Free-text object descriptions:

^^^^

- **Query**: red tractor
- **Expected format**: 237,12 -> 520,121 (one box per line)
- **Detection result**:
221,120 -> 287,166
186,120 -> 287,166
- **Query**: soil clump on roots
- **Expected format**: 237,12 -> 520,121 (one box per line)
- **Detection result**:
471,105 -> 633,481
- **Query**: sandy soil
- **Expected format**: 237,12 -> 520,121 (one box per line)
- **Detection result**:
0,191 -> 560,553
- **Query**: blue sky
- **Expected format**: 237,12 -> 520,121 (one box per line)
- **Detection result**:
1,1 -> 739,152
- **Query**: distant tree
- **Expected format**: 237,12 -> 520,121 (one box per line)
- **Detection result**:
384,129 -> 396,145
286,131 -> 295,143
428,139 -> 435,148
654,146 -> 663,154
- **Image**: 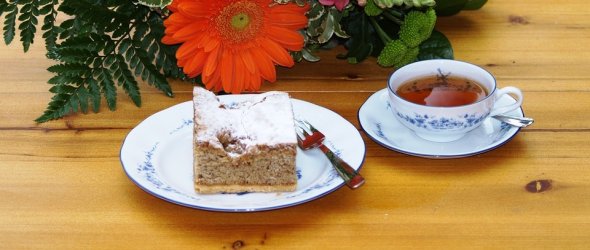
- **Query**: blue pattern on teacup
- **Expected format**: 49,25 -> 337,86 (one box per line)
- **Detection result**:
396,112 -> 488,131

^^^^

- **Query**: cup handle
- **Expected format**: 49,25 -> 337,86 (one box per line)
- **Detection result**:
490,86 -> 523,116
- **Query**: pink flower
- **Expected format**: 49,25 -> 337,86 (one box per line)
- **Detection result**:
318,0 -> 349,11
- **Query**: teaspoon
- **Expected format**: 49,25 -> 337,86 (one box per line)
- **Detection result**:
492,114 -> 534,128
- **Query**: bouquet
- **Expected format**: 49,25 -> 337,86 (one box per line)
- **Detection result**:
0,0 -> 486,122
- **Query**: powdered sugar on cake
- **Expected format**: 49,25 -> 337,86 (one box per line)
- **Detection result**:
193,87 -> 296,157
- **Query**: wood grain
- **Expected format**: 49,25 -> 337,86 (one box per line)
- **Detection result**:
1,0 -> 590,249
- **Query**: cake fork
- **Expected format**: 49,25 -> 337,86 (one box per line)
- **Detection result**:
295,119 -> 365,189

^^^^

→ **What is being asked**
In the records above, the line with "- **Query**: red tractor" marks the start and the line with "- **Query**: sandy soil" marks the end; copy that stretch exactly, both lines included, and nothing else.

→ **Problem solution**
- **Query**: red tractor
- **Expected format**: 237,12 -> 520,121 (one box per line)
- **Detection result**:
221,120 -> 287,166
186,120 -> 287,166
- **Query**: soil clump on roots
- **Expected format**: 237,12 -> 520,121 (one box per line)
- **Detection result**:
471,105 -> 633,481
- **Query**: sandy soil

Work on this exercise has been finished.